━━━━━ Extracted text

On 27 Aug 2015 at 10:05am Jeff wrote:
A mate is thinking of self publishing a book and I was wondering if anyone on here had had any experience of doing that
On 27 Aug 2015 at 11:26am Earl of Lewes wrote:
I've worked in bookselling for 26 years and my experience of self-publishing has been largely negative.
In most cases, the books I've been shown just aren't good enough, because they haven't been vetted by the usual process of going to an agent and having an editor point out how the book can be improved. Someone might have an interesting story to tell, but if they're not a professional writer, they often lack the ability to tell it.
Also, without the backing of a professional marketing and publicity machine, it's very hard to get people interested in your book. Even a new novel published and promoted by Penguin might only sell three or four copies in a shop.
'Vanity publishing', as it's often called, is expensive for the writer and trying to get people interested in your book can be a pretty soul-destroying process. No-one's going to be welcoming the book with open arms.
I tried to support local authors when I managed shops, but after years of having to throw unsold self-published books in the bin, I became more wary. Self-published poetry was particularly impossible to sell.
There are, of course, the odd exceptions, which go on to become bestellers, but they really are exceptions.

━━━━━━━━━━
━━━━━ Given data

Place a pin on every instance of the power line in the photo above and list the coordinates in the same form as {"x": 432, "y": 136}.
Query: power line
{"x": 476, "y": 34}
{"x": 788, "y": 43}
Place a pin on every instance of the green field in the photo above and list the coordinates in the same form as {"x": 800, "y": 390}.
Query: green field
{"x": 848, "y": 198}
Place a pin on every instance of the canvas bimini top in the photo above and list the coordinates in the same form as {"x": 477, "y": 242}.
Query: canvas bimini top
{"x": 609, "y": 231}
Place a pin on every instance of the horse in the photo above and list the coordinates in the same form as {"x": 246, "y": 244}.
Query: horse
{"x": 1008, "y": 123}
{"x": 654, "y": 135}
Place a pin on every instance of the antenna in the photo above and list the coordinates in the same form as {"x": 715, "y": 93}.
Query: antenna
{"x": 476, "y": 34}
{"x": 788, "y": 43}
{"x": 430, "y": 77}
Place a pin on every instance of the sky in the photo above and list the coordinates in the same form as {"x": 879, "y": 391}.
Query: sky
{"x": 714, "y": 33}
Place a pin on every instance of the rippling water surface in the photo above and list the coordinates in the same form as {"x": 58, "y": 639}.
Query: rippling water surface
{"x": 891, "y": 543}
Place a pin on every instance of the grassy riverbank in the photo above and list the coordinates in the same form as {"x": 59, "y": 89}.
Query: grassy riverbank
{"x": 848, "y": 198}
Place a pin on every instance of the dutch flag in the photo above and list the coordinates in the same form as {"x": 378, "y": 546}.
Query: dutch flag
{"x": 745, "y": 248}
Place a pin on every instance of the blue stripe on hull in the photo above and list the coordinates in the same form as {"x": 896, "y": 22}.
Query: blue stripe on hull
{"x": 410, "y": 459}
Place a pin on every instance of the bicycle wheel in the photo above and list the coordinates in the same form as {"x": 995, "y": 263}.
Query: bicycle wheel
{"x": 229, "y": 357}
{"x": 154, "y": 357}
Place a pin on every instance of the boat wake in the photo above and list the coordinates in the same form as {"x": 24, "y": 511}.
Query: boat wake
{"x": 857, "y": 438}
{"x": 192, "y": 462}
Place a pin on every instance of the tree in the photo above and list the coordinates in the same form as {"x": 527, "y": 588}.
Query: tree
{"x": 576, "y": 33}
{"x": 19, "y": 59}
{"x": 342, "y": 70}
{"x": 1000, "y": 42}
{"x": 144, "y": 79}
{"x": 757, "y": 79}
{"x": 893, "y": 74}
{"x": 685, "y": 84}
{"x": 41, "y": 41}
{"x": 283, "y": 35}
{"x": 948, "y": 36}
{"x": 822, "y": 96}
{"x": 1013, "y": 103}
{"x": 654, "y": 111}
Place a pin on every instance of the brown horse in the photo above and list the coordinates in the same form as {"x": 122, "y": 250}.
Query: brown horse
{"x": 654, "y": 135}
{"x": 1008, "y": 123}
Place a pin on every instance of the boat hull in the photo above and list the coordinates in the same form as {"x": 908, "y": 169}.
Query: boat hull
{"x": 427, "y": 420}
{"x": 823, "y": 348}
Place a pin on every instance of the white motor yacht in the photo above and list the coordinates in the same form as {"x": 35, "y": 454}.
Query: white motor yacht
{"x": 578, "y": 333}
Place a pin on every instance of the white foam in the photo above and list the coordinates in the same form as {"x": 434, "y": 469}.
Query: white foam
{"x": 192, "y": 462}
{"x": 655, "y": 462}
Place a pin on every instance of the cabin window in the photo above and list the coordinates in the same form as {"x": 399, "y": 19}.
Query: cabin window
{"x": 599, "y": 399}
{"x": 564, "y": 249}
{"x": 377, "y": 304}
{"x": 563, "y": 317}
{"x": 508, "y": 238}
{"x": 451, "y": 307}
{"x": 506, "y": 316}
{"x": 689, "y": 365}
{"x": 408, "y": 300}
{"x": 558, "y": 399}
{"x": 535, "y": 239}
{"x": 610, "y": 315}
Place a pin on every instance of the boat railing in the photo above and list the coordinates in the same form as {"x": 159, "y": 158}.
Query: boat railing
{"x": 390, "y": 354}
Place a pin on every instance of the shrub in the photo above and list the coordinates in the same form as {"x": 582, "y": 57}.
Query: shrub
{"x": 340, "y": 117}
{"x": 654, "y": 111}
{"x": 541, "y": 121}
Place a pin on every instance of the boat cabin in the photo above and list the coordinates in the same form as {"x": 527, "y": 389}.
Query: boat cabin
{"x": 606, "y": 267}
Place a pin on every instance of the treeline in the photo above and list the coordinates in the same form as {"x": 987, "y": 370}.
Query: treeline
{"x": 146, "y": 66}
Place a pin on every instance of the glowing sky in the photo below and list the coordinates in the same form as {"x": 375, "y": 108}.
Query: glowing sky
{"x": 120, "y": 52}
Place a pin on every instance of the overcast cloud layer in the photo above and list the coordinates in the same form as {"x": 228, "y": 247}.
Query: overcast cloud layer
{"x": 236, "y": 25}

━━━━━━━━━━

> _Challenges_
(a) Reproduce the self-publishing thread from "Also, without the" to "with open arms.".
(b) According to the self-publishing thread, what kind of self-published book was particularly impossible to sell?
The material isn't needed here.

> _Task-by-task solutions_
(a)
Also, without the backing of a professional marketing and publicity machine, it's very hard to get people interested in your book. Even a new novel published and promoted by Penguin might only sell three or four copies in a shop.
'Vanity publishing', as it's often called, is expensive for the writer and trying to get people interested in your book can be a pretty soul-destroying process. No-one's going to be welcoming the book with open arms.

(b) Self-published poetry.